━━━━━ Text ━━━━━
Reading Financial Data From Different Sources

The Data Set

Suppose that we have file, AAPL.csv in a data folder.

fn = '../data/AAPL.csv'

with open(fn, 'r') as f:
    for _ in range(5):
        print(f.readline(), end='')

Reading from a CSV File with Python

import csv

csv_reader = csv.reader(open(fn, 'r'))

data = list(csv_reader)

Using a csv.DictReader iterator object instead of the standard csv.reader object.

csv_reader = cvs.DictReader(open(fn, 'r'))

data = list(csv_reader)

Calculate the mean of the Apple closing stock

sum([float(l['CLOSE']) for l in data]) / len(data)

Reading from a CSV File with pandas

Use pandas to work with the Apple stock price data set.

import pandas as pd

data = pd.read_csv(fn, index_col=0, parse_dates=True)

data.info()

data.tail()

Calculate the mean of the Apple stock closing values

data['CLOSE'].mean()

Exploring to Excel and JSON

pandas allows one to do the export in the form of Excel spreadsheet files as well as JSON files

data.to_excel('data/aapl.xls', 'AAPL')

data.to_json('data/aapl.json')

ls -n data/

Reading from Excel and JSON

data_copy_1 = pd.read_excel('data/aapl.xls', 'AAPL', index_col=0)

data_copy_1.head()

data_copy_2 = pd.read_json('data/aapl.json')

data_copy_2.head()

!rm data/*

Working with Open Data Sources

Obtain a key by signing up for a free Quandl account.

Data requests requiring an API key expect the key to be provided as the parameter api_key.

import configparser
config = configparser.ConfigParser()
config.read('../pyalgo.cfg')

import quandl as q

data = q.get('BCHAIN/MKPRU', api_key=config['quandl']['api_key'])

data.info()

data['Value'].resample('A').last()

Quandl also provides diverse data sets for single stocks, like end-of-day stock prices, stock fundamentals, or data sets related to options traded on a certain stock.

data = q.get('FSE/SAP_X', start_date='2018-1-1', end_date='2020-05-01', api_key=config['quandl']['api_key'])

data.info()

The API key can also be configured permanently with the Python wrapper.
━━━━━ Record extracts ━━━━━
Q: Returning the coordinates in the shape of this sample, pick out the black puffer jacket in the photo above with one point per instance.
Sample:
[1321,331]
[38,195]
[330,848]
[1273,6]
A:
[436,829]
━━━━━
**Task**.
Carry on the text on reading financial data from different sources, starting right after its final sentence. The listing is unrelated to what comes next and can be set aside.

**Result of the task**.
q.ApiConfig.api_key = 'YOUR_API_KEY'

The Quandl platform also offers premium data sets for which a subscription or fee is required.

q.ApiConfig.api_key = config['quandl']['api_key']
vol = q.get(VOL/MSFT')
vol.iloc[:, :10].info()
vol[['IvMean30', 'IvMean60', 'IvMean90']].tail()

Eikon Data API

Refinitiv is one of the biggest financial data and news providers in the world. Its current desktop flagship product is Eikon, which is the equivalent to the Terminal by Bloomberg, the major competitor in the data services field.

Refinitiv have streamlined their API landscape and have released a Python wrapper package, called eikon, for the Eikon data API, which is installed via

pip install eikon

Get an Eikon app_key via the App Key Generator (APPKEY) application in either Eikon or Workspace

import eikon as ek

ek.set_app_key(config['eikon']['app_key'])

help(ek)

Retrieving Historical Structured Data

symbols= ['AAPL.0', 'MSFT.0', 'GOOG.0']

data = ek.get_timeseries(symbols, start_date='2020-01-01', end_date='2020-05-01', interval='daily', field=['*'])

data.keys()

type(data['AAPL.0'])

data['AAPL.0'].info()

data['AAPL.0'].tail()

%%time
data = ek.get_timeseries(symbols, start_date='2020-08-14', end_date='2020-08-15', interval='minute', field='*')

print(data['GOOG.0].loc['2020-08-14 16:00:00':'2020-08-14 16:00:00']

for sym in symbols:
    print('\n' + sym + '\n', data[sym].iloc[-300:-295])

Compare the following code

%%time
data = ek.get_timeseries(symbols[0], start_date='2020-08-14 15:00:00', end_date='2020-08-14 15:30:00', interval='tick', field='*')

data.info()

data.head()

resampled = data.resample('30s', label='right').agg({'VALUE': 'last', 'VOLUME': 'sum'})

resmaple.tail()

Retrieving Historical Unstructured Data

The code that follows retrieves news headlines for a fixed time interval that includes Apple Inc. as a company and “Macbook” as a word.

headlines = ek.get_news_headlines(query='R:AAPL.0 macbook', count=5, date_from='2020-4-1', date_to='2020-5-1')

story = headlines.iloc[0]

news_text = ek.get_news_story['storyId'])

from IPython.display import HTML

HTML(news_text)

Storing Financial Data Efficiently

Generates a sample financial data set in tabular form of arbitrary size

from sample_data import generate_sample_data

print(generate_sample_data(rows=5, cols=4))

Storing DataFrame Objects

The storage of a pandas DataFrame object as a whole is made simple by the pandas HDFStore wrapper functionality for the HDF5 binary storage standard. It allows one to dump complete DataFrame objects in a single step to a file-based database object.

%time data = generate_sample_data(rows=5e6, cols=10).round(4)

data.info()

Open a HDFStore object on disk and to write the DataFrame object to it.

h5 = pd.HDFStore('data/data.h5', 'w')

%time h5['data'] = data

ls -n data/data.*

h5.close()

Read the data from the file-based HDFStore object.

h5 = pd.HDFStore('data/data.h5', 'r')

%time data_copy = h5['data']

data_copy.info()

h5.close()

rm data/data.h5

Another more flexible way of writing the data from a DataFrame object to an HDFStore object.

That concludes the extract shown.